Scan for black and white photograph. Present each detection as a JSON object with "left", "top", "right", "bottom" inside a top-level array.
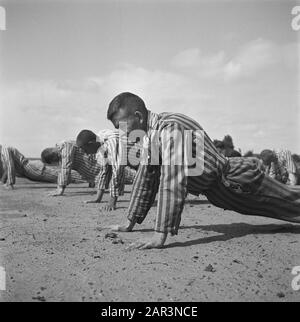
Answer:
[{"left": 0, "top": 0, "right": 300, "bottom": 304}]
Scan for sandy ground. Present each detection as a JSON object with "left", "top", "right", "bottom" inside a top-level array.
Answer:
[{"left": 0, "top": 179, "right": 300, "bottom": 301}]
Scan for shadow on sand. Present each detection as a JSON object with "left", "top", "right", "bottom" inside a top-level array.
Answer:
[{"left": 165, "top": 223, "right": 300, "bottom": 248}]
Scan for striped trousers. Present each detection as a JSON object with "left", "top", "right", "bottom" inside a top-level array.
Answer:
[{"left": 204, "top": 176, "right": 300, "bottom": 223}]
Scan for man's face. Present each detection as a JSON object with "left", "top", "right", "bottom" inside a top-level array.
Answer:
[
  {"left": 111, "top": 109, "right": 147, "bottom": 136},
  {"left": 81, "top": 142, "right": 99, "bottom": 154}
]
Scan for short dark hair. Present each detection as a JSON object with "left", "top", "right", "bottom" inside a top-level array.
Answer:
[
  {"left": 76, "top": 130, "right": 96, "bottom": 147},
  {"left": 213, "top": 140, "right": 224, "bottom": 149},
  {"left": 41, "top": 148, "right": 59, "bottom": 164},
  {"left": 107, "top": 92, "right": 147, "bottom": 121},
  {"left": 260, "top": 149, "right": 274, "bottom": 164}
]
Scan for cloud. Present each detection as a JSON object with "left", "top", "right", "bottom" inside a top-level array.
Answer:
[
  {"left": 171, "top": 38, "right": 290, "bottom": 81},
  {"left": 0, "top": 65, "right": 208, "bottom": 156},
  {"left": 0, "top": 39, "right": 300, "bottom": 156}
]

Given request - Rewrite all of the material above, replacing each "Scan for" with "Look for" and leaving everything else unchanged. Omit the pictures from your answer.

Response for this exercise -
Look for black and white photograph. Present each detection as a JSON object with "left", "top", "right", "bottom" inside a top-level array.
Answer:
[{"left": 0, "top": 0, "right": 300, "bottom": 304}]
Look for sandy ground. Present each detection as a JSON object with "left", "top", "right", "bottom" inside a top-level array.
Answer:
[{"left": 0, "top": 179, "right": 300, "bottom": 301}]
Look for shadow on sand. Present each detection as a JSON object with "left", "top", "right", "bottom" inside a top-level array.
Answer:
[{"left": 165, "top": 223, "right": 300, "bottom": 248}]
Look for striped trousers. Present each detection as a JSON object with "left", "top", "right", "bottom" inside a top-level array.
Answer:
[{"left": 204, "top": 176, "right": 300, "bottom": 223}]
Look for man's face. Present each detection as a JSON object with "left", "top", "right", "bottom" inside a top-level array.
Answer:
[
  {"left": 111, "top": 109, "right": 147, "bottom": 136},
  {"left": 81, "top": 142, "right": 99, "bottom": 154}
]
Look for short dark hair. Present each detection as a JSON object with "left", "top", "right", "bottom" inside a top-level array.
Answer:
[
  {"left": 76, "top": 130, "right": 96, "bottom": 147},
  {"left": 213, "top": 140, "right": 224, "bottom": 149},
  {"left": 41, "top": 148, "right": 59, "bottom": 164},
  {"left": 107, "top": 92, "right": 147, "bottom": 121},
  {"left": 260, "top": 149, "right": 274, "bottom": 164}
]
Look for cloud. Present each detection as a JSON object with "left", "top", "right", "bottom" inside a top-level array.
Answer:
[
  {"left": 171, "top": 38, "right": 290, "bottom": 81},
  {"left": 0, "top": 65, "right": 208, "bottom": 156},
  {"left": 0, "top": 39, "right": 300, "bottom": 156}
]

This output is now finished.